■ Set task:
Your task is to give the listing below back word for word, pictures excluded.

■ Material to process:
»»

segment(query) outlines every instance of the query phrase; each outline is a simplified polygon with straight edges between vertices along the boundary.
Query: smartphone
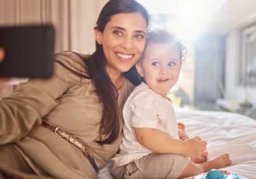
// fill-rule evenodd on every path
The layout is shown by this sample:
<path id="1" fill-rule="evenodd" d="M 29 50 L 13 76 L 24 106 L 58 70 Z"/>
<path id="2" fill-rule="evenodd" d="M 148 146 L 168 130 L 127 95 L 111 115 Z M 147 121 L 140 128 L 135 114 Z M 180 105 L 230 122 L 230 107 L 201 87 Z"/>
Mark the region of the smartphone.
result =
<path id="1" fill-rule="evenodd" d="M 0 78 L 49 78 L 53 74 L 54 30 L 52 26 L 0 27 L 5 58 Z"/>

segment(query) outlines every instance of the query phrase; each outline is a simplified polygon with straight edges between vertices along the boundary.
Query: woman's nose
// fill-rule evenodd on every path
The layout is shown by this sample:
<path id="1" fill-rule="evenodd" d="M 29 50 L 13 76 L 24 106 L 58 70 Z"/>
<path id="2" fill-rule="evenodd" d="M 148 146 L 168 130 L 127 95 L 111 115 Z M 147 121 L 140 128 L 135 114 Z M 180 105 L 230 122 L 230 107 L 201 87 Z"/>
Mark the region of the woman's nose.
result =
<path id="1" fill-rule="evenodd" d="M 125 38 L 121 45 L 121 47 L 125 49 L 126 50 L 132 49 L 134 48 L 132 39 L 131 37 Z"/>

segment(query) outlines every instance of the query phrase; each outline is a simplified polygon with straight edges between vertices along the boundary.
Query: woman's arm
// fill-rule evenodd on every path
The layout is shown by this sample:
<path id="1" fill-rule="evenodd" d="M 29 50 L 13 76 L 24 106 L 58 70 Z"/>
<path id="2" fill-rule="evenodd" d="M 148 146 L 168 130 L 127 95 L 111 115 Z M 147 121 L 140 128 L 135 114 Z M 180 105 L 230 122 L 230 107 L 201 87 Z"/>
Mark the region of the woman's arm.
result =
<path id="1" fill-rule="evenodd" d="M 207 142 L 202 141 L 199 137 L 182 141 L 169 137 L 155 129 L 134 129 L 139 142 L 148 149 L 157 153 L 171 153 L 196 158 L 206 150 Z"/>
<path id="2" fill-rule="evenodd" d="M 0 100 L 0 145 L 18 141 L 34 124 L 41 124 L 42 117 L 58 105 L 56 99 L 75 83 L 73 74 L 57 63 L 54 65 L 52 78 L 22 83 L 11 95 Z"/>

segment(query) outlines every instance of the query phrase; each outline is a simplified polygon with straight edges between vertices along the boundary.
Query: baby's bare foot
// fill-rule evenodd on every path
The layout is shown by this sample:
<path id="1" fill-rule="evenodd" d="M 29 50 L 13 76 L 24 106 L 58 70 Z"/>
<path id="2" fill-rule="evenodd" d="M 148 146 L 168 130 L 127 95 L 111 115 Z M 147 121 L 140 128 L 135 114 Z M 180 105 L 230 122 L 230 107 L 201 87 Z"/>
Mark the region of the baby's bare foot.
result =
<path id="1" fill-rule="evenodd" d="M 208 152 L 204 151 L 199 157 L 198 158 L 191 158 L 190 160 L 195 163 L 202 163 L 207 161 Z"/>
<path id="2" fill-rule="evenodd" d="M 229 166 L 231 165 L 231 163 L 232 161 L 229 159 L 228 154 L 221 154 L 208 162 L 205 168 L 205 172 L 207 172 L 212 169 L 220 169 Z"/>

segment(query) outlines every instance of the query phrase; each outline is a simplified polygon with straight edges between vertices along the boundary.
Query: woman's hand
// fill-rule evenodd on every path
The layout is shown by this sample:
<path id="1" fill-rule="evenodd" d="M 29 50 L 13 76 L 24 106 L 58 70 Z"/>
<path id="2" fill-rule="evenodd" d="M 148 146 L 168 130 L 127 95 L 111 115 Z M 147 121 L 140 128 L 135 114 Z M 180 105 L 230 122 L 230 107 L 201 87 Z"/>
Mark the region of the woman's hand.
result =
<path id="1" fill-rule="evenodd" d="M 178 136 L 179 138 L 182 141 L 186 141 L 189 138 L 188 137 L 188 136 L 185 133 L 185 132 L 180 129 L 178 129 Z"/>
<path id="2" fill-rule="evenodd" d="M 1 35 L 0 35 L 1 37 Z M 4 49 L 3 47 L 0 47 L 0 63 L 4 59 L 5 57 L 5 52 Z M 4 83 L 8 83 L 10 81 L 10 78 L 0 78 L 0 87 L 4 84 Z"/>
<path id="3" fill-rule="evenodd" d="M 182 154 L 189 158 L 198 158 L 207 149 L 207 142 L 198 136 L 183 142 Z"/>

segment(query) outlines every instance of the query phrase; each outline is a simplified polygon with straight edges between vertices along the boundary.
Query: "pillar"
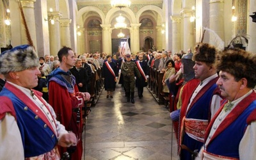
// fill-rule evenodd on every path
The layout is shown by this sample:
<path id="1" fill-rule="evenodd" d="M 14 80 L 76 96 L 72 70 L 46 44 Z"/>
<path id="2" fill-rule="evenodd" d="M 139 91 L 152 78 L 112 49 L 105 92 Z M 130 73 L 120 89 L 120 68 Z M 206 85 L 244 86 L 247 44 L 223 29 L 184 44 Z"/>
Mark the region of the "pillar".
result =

««

■ Written solution:
segment(query) outlines every instance of the query phrase; each outline is a simplified polygon with straight edges between vertices along the boundary.
Query: smartphone
// fill-rule evenodd on every path
The layout is shown by this sample:
<path id="1" fill-rule="evenodd" d="M 29 50 L 13 76 L 24 106 L 58 70 Z"/>
<path id="2" fill-rule="evenodd" d="M 148 146 L 168 130 L 127 95 L 111 115 Z M 147 121 L 140 128 L 135 114 Z M 180 105 L 230 122 L 230 107 L 201 87 Z"/>
Mark the region of the smartphone.
result =
<path id="1" fill-rule="evenodd" d="M 0 78 L 49 78 L 53 74 L 54 30 L 52 26 L 0 27 L 5 58 Z"/>

segment(query) outlines every instance of the query phrase; each outline is a simplified polygon with straight edges between vertices along the boundary.
Query: woman's nose
// fill-rule evenodd on every path
The layout is shown by this sample:
<path id="1" fill-rule="evenodd" d="M 29 50 L 13 76 L 24 106 L 58 70 Z"/>
<path id="2" fill-rule="evenodd" d="M 148 146 L 168 130 L 127 95 L 111 115 Z M 147 121 L 140 128 L 135 114 Z M 180 105 L 230 122 L 230 107 L 201 87 Z"/>
Mark the region of the woman's nose.
result =
<path id="1" fill-rule="evenodd" d="M 125 38 L 121 45 L 121 47 L 125 49 L 126 50 L 132 49 L 134 48 L 132 39 L 131 37 Z"/>

segment(query) outlines every instance of the query phrase; each outline is a simplified polygon with straight edges between vertices along the boundary.
Query: woman's arm
// fill-rule evenodd on every path
The layout is shown by this sample:
<path id="1" fill-rule="evenodd" d="M 29 50 L 13 76 L 24 106 L 58 70 Z"/>
<path id="2" fill-rule="evenodd" d="M 148 146 L 168 130 L 127 95 L 111 115 Z M 147 121 L 140 128 L 135 114 Z M 180 105 L 230 122 L 230 107 L 201 87 Z"/>
Mark the region of the woman's arm.
result =
<path id="1" fill-rule="evenodd" d="M 207 142 L 202 141 L 199 137 L 182 141 L 169 137 L 155 129 L 134 129 L 139 142 L 148 149 L 157 153 L 171 153 L 196 158 L 206 150 Z"/>
<path id="2" fill-rule="evenodd" d="M 0 100 L 0 145 L 18 141 L 34 124 L 41 124 L 42 117 L 58 105 L 56 99 L 75 83 L 73 74 L 57 63 L 54 65 L 52 78 L 22 83 L 11 95 Z"/>

segment(query) outlines every instance of the query phrase; each outline is a simplified polygon with straight edges between vertices along the boundary.
Query: baby's bare foot
// fill-rule evenodd on every path
The layout is shown by this sample:
<path id="1" fill-rule="evenodd" d="M 29 50 L 13 76 L 24 106 L 58 70 Z"/>
<path id="2" fill-rule="evenodd" d="M 148 146 L 168 130 L 127 95 L 111 115 Z M 147 121 L 140 128 L 135 114 Z M 180 105 L 230 122 L 230 107 L 201 87 Z"/>
Mark the region of the baby's bare foot.
result =
<path id="1" fill-rule="evenodd" d="M 208 152 L 204 151 L 199 157 L 198 158 L 191 158 L 190 160 L 195 163 L 202 163 L 207 161 Z"/>
<path id="2" fill-rule="evenodd" d="M 229 166 L 231 165 L 231 163 L 232 161 L 229 159 L 228 154 L 221 154 L 208 162 L 205 168 L 205 172 L 207 172 L 212 169 L 220 169 Z"/>

segment(query) outlines every instance of the query phrase; each outline is a simplified polygon with straight edges between vertices along the boundary.
Query: woman's hand
// fill-rule evenodd on every path
The layout is shown by this sample:
<path id="1" fill-rule="evenodd" d="M 29 50 L 13 76 L 24 106 L 58 70 Z"/>
<path id="2" fill-rule="evenodd" d="M 148 146 L 168 130 L 127 95 L 111 115 Z M 147 121 L 140 128 L 135 114 Z M 180 105 L 230 122 L 230 107 L 201 87 Z"/>
Mark the region of the woman's hand.
result =
<path id="1" fill-rule="evenodd" d="M 178 136 L 179 138 L 182 141 L 186 141 L 189 138 L 188 137 L 188 136 L 185 133 L 185 132 L 180 129 L 178 129 Z"/>
<path id="2" fill-rule="evenodd" d="M 1 35 L 0 35 L 1 37 Z M 4 49 L 3 47 L 0 47 L 0 63 L 4 59 L 5 57 L 5 52 Z M 4 83 L 8 83 L 10 81 L 10 78 L 0 78 L 0 87 L 4 84 Z"/>
<path id="3" fill-rule="evenodd" d="M 182 154 L 189 158 L 198 158 L 207 149 L 207 142 L 198 136 L 183 142 Z"/>

segment(query) outlines every instance of the query phrase; each outline is a simplified polygon with straight edges between vertices along the boundary.
Query: "pillar"
// fill-rule evenodd on every path
The layout is shown by this sample:
<path id="1" fill-rule="evenodd" d="M 14 80 L 76 96 L 72 70 L 46 44 Z"/>
<path id="2" fill-rule="evenodd" d="M 139 91 L 152 78 L 112 49 L 105 92 Z M 130 73 L 120 89 L 120 68 Z M 206 85 L 244 86 L 247 44 L 223 29 L 184 44 Z"/>
Mark the region of the "pillar".
result =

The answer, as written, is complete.